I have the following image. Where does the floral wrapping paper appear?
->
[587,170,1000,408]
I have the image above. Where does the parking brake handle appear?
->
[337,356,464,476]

TASK TO CARRY OUT :: Rewrite the lines of the listing that start with the line containing "I have the image" and run through the end of the listing, putting "gear shift lever" in place of "parking brake handle" and leaving everything else unchanged.

RESPONSE TO THE EXERCISE ::
I have the image above. Where does the gear shift lever appear?
->
[337,356,464,476]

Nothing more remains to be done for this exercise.